<<<<

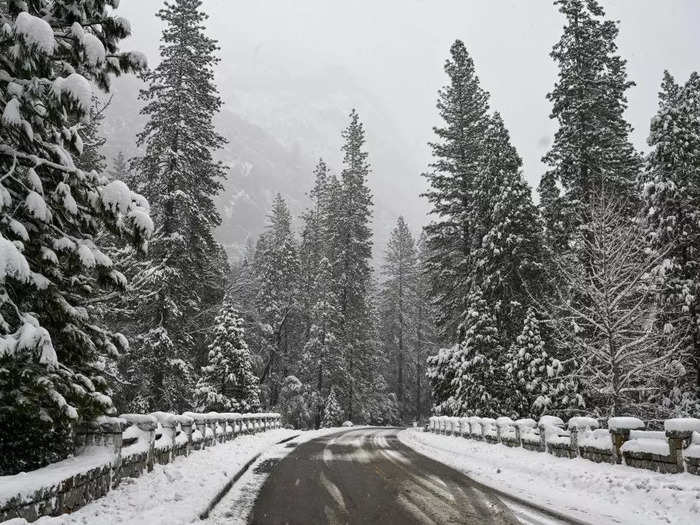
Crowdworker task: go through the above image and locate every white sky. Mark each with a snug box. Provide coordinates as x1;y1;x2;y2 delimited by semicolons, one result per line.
119;0;700;213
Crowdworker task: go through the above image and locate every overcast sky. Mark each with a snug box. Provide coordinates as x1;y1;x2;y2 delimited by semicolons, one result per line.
119;0;700;215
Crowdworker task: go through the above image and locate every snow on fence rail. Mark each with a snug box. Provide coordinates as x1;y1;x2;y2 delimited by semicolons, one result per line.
0;412;280;522
428;416;700;475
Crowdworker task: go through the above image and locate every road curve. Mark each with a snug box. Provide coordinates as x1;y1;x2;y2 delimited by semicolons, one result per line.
249;428;563;525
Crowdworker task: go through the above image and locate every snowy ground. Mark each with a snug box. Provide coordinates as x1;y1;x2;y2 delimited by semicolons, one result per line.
399;429;700;525
205;428;348;525
28;429;298;525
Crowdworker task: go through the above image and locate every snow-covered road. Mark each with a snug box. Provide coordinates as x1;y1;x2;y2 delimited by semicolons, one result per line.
30;429;299;525
399;429;700;525
232;428;568;525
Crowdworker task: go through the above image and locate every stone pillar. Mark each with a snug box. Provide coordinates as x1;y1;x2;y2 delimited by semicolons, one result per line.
569;426;581;457
135;420;158;472
666;430;693;472
610;428;630;465
538;425;547;452
160;419;177;461
207;419;221;445
180;419;194;456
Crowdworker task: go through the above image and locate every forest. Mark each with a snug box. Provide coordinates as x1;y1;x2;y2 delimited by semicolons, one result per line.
0;0;700;474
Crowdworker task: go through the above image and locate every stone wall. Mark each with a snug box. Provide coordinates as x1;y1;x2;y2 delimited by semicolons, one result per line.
428;416;700;475
0;412;280;522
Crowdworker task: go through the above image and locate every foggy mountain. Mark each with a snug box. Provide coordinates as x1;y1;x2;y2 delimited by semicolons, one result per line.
98;70;425;259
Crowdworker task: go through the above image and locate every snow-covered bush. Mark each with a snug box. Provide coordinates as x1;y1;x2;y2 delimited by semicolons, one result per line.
279;376;317;429
195;300;260;412
321;388;343;428
0;0;148;474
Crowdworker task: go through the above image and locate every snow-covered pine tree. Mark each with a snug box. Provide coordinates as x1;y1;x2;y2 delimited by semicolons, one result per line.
75;95;110;173
299;159;328;339
302;257;342;424
321;388;343;428
643;72;700;398
124;0;226;410
411;232;438;421
108;151;130;182
425;40;488;340
473;113;545;340
195;299;260;412
0;0;153;475
255;194;299;405
452;287;509;417
504;307;583;419
329;109;375;420
380;217;418;420
540;0;641;252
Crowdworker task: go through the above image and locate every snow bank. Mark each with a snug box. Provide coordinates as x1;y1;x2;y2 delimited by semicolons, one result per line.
664;417;700;432
0;447;114;504
608;417;644;430
578;428;612;450
399;429;700;525
566;416;600;430
30;429;298;525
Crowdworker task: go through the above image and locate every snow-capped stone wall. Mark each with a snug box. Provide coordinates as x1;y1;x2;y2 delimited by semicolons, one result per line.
0;412;280;522
428;416;700;475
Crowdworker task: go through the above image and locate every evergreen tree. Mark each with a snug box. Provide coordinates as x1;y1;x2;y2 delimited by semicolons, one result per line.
108;151;130;183
504;307;582;419
299;159;329;339
124;0;225;410
412;232;438;421
540;0;640;252
426;344;461;415
195;300;260;412
425;40;488;339
329;110;375;420
381;217;418;420
321;388;343;428
0;0;148;476
303;257;342;424
451;288;508;417
75;95;111;173
473;113;545;340
643;72;700;397
256;194;299;405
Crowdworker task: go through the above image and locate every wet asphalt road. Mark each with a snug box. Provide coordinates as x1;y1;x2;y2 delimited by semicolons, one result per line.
250;428;564;525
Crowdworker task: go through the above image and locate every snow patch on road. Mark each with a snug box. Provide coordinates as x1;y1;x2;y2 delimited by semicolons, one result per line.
398;429;700;525
36;429;299;525
203;428;347;525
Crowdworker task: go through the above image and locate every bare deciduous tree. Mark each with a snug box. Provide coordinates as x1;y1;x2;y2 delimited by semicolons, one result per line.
547;196;682;414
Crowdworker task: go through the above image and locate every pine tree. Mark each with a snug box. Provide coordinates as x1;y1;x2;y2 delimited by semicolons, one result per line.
256;194;299;405
425;40;488;339
451;288;508;416
540;0;640;252
75;95;111;173
108;151;130;183
643;72;700;390
329;110;375;420
303;257;342;424
0;0;148;476
412;232;438;421
124;0;225;410
299;159;329;339
473;113;546;340
195;299;260;412
381;217;418;420
504;307;583;419
321;388;343;428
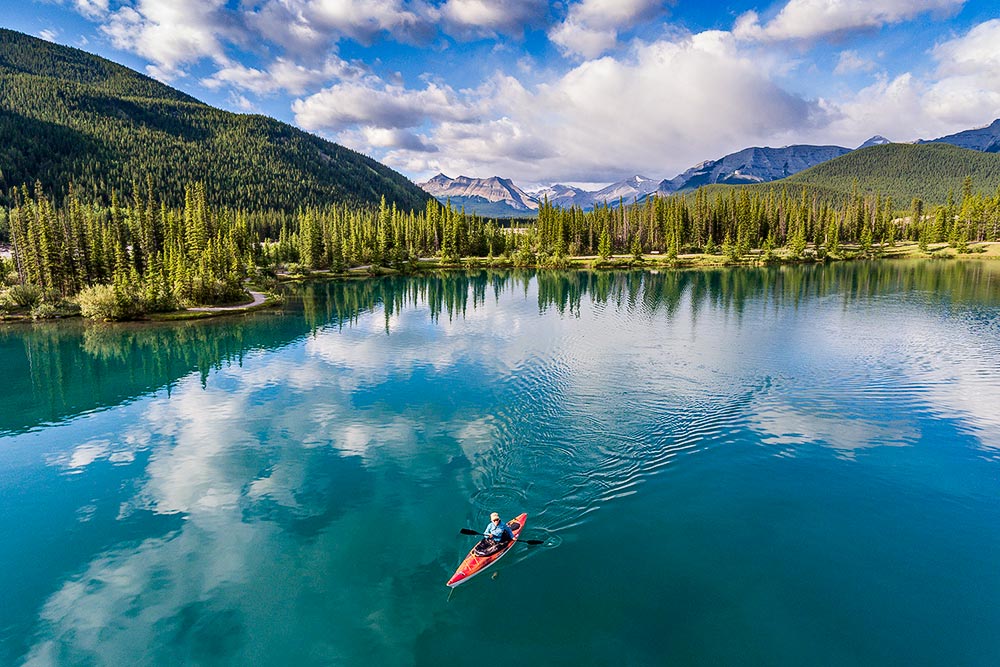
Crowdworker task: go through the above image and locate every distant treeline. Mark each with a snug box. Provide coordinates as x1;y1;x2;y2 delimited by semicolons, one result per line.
537;178;1000;259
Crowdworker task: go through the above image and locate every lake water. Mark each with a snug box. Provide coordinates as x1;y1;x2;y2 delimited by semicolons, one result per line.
0;261;1000;665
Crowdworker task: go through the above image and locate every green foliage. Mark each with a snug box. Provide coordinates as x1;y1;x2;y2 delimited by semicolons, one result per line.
7;285;42;308
784;143;1000;204
0;29;430;211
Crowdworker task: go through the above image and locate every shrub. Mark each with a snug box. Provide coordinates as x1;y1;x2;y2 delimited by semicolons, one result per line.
31;302;60;320
77;285;143;322
7;285;42;308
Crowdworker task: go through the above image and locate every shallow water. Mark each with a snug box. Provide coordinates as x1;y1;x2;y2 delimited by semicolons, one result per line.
0;262;1000;665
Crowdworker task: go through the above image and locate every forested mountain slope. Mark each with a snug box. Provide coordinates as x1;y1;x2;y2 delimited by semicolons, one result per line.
0;29;429;211
775;143;1000;205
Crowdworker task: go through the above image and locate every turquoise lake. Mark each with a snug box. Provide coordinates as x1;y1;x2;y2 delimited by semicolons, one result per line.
0;261;1000;666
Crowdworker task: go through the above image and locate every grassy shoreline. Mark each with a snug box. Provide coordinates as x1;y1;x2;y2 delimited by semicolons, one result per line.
0;242;1000;324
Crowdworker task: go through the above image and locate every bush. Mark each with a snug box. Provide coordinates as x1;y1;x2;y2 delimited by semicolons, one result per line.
31;303;61;320
77;285;143;322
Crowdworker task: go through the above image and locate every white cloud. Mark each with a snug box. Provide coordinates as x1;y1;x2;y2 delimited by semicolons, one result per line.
441;0;547;37
833;50;875;74
201;56;363;95
933;19;1000;78
820;19;1000;143
245;0;439;57
733;0;965;41
292;77;478;132
67;0;109;20
549;0;664;58
101;0;239;81
376;31;820;182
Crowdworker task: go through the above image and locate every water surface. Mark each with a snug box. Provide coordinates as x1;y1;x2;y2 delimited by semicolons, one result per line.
0;262;1000;665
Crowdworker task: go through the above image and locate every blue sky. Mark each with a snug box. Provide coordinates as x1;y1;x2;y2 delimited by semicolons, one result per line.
0;0;1000;187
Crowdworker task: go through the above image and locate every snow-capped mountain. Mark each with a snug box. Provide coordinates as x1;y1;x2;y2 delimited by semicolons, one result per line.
656;145;851;194
592;175;658;204
531;183;594;209
419;119;1000;217
917;118;1000;153
417;174;538;214
531;175;658;211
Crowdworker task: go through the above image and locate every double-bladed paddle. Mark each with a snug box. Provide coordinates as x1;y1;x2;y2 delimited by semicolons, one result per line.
459;528;545;546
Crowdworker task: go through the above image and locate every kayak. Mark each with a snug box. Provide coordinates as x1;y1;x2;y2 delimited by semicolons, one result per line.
447;513;528;588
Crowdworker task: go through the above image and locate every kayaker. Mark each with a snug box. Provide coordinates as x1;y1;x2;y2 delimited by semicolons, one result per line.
483;512;515;542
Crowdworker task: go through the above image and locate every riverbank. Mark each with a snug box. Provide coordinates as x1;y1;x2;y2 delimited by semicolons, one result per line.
0;242;1000;323
278;242;1000;282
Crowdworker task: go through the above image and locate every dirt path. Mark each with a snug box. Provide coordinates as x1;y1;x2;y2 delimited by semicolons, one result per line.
188;292;267;313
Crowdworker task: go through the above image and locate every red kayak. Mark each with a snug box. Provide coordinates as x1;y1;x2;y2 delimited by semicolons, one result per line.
448;514;528;588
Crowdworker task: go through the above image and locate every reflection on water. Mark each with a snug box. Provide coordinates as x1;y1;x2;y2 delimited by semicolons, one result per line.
0;262;1000;665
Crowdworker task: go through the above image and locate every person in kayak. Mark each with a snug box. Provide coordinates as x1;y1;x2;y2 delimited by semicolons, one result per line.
483;512;516;544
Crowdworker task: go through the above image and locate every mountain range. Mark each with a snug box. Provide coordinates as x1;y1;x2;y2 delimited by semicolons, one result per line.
420;119;1000;217
0;29;429;212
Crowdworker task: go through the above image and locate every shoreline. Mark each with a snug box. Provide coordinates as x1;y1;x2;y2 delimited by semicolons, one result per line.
0;241;1000;325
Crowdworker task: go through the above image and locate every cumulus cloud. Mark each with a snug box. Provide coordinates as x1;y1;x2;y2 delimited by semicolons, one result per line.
822;19;1000;141
245;0;439;56
549;0;665;58
385;31;821;181
441;0;547;37
733;0;965;41
292;77;477;132
833;50;875;74
101;0;237;81
201;56;365;95
62;0;109;19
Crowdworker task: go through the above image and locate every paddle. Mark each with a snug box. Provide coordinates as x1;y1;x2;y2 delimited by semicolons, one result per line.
459;528;545;546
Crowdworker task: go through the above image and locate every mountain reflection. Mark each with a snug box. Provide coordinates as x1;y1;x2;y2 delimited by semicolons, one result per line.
0;261;1000;433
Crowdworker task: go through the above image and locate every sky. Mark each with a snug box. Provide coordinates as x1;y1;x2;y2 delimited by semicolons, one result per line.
0;0;1000;188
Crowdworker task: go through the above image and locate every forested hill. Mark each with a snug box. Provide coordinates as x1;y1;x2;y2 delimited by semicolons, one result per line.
784;143;1000;206
0;29;429;211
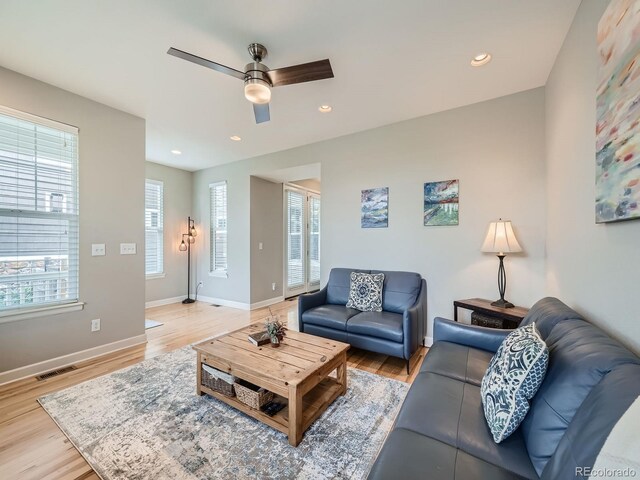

>>>>

Which lines of the items contain the string "lake"? Pull out each one in full.

**Exercise response:**
Crowdworker task: go through the above image and locate every lake water. Mark each with a snug box. Provide coordinates as x1;y1;x2;y2 delimited by semicolons, one result per line.
Crowdworker task: go through the above image and locate every turquoise lake. Mark each with a snug box. Provide coordinates as x1;y1;x2;y2 delimited by semicolons, one result per line.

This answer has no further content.